:: Aufgaben ::
a) Prüfe, ob die folgenden Aussagen zum Auszug über Gentoo auf Strato-Servern passen, und antworte jeweils mit Ja oder Nein samt dem entscheidenden Wortlaut als wörtliches Zitat: (i) Der Rettungs-Kernel von Strato unterstützt XFS. (ii) Das Rettungssystem von 1und1 ist ein Mini-Debian. (iii) Gegen den Absturz beim Entpacken des Stage1 half es, zuerst mit dem busybox tar zu entpacken.
b) Schreibe den Auszug über Gentoo auf Strato-Servern im Anschluss an seinen letzten Satz weiter.

Jedes mal, wenn was schief geht (was eigentlich nach der Installation nicht mehr sein sollte), startet man das spartanisch-schikanöse System von Strato und ändert in der grub.conf die Booteinstellung.

Warum nicht gleich ein Chroot? - Weil deren Rettungs-Kernel weder LVM noch XFS unterstützt!

Das Rettungssystem von 1und1 ist erheblich besser - es ist ein Mini-Debian. Vielleicht auch eine Idee statt des Mini-Gentoo?

----------

## eXtIO

Hi!

Ein kleiner Tip aus der Erfahrung meiner Gentoo-Installation auf meinem Strato Powerserver:

Es trat bei mir das Problem auf, dass egal welche tar Version ich statisch kompiliert habe bzw. binaries mir heruntergeladen habe, immer das Entpacken des Stage1 mit einem segfault vom tar endete. Dadurch wurde nie alles komplett entpackt und der Rest der Installation funktionierte dementsprechend schlecht.

Nach einigen langen Stunden des Grübelns gab es dann aber auch die Lösung: Einfach zuerst mit dem busybox tar das ganze entpacken, und danach nochmal mit dem selbst-kompiliertem. Beim bootstrappen schienen dem zwar immer noch ein paar Dinge zu fehlen, die Installation lief aber wunderbar durch, und alles funktioniert  :Smile: 

----------

## SoylentGreen

bisserl umstaendlich?

1) server erstellen (geht ne SuSE drauf)

2) recovery booten, parted/ partimage - partitons eintrichten. - SuSE klein machen)

3) unter SuSE chroot, und gentoo aufsetzen (nach handbuch).

feddich?

mein ja nur ..

vorher unter SuSE ggf den screen und mc installen. hilft ungemein.

hab ich vor ca. 8 monaten so gemacht. ging. wird auch heute noch gehen.

klar, im grub den neuen kernel usw.. logo

auf die olle SuSE hab ich dann ein kleines gentoo installed.

alles bene

nix gegen das howto, aber - viel zu umsteandlich!

----------

## hendrik_x30

Nabend,

ich hab mir jetzt auch mal nen Strato Server zugelegt und hab nu das Problem das ich da kein 64bit Gentoo draufbügeln kann, da ich von der Recovery Bootvariante nicht in nen 64bit Sys chrooten kann, kommt immer ne Fehlermeldung.

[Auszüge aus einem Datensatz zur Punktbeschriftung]
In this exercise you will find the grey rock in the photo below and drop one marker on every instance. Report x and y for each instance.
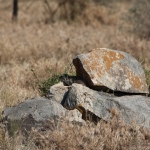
(35, 112)
(57, 92)
(113, 69)
(133, 107)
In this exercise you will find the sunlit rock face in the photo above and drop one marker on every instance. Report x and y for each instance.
(113, 69)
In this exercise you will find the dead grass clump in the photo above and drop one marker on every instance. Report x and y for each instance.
(112, 135)
(140, 18)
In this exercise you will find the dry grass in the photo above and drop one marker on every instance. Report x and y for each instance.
(32, 44)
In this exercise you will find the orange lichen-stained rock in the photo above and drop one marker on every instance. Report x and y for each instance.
(113, 69)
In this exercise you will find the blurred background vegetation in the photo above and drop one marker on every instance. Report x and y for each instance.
(38, 44)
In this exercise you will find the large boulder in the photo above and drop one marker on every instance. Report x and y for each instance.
(113, 69)
(100, 104)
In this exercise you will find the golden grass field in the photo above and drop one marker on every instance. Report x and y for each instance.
(32, 43)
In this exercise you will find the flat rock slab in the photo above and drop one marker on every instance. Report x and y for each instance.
(135, 107)
(114, 69)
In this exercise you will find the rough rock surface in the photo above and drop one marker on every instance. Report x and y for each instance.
(135, 107)
(57, 92)
(114, 69)
(35, 112)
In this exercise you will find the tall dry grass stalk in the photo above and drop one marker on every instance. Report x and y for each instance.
(30, 44)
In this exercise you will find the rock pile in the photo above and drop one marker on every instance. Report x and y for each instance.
(100, 69)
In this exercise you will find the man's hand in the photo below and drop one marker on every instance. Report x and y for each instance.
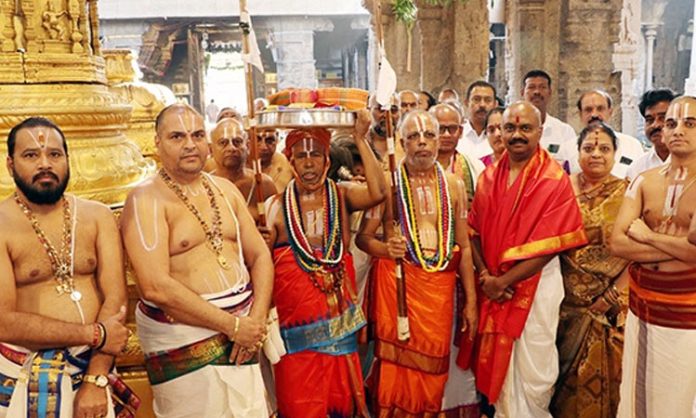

:: Antworten ::
a)
(i) Nein: „Weil deren Rettungs-Kernel weder LVM noch XFS unterstützt!“
(ii) Ja: „es ist ein Mini-Debian“
(iii) Ja: „Einfach zuerst mit dem busybox tar das ganze entpacken, und danach nochmal mit dem selbst-kompiliertem.“

b)
Hat da schon einer mit erfahrung gemacht bzw, son sys aufgesetzt und könnte mir da Hilfreiche tipps geben?

Hab bis jetzt auch nicht viel im web dazu gefunden, zumindest nichts passendes meines erachtens.

Gruß

hendrik

----------

## SoylentGreen

 *hendrik_x30 wrote:*   

> 
> 
> Hat da schon einer mit erfahrung gemacht bzw, son sys aufgesetzt und könnte mir da Hilfreiche tipps geben?
> 
> 

 

wie jetzt.. du hast einen 64bit rootserver bei strato? OK, nicht das wir das brauchen wuerden, und du wohlmoeglich auch nicht, ich wundere mich nur..

wie auch immer: wir hatten ein aehnliches problem. von der recovery kannst du NICHT auf ein NPTL system mit 2.6er zugreifen. das problem haben wir strato bekannt gemacht, wurde allerdings als "nicht so wichtig" eingestuft. sprich: ein 2.6er kernel steht bei strato nicht auf der prioritaten liste. midnight commander natuerlich auch nicht, und dann auch nur VI in der recovery, wo sich jeder die finger bei bricht <g>.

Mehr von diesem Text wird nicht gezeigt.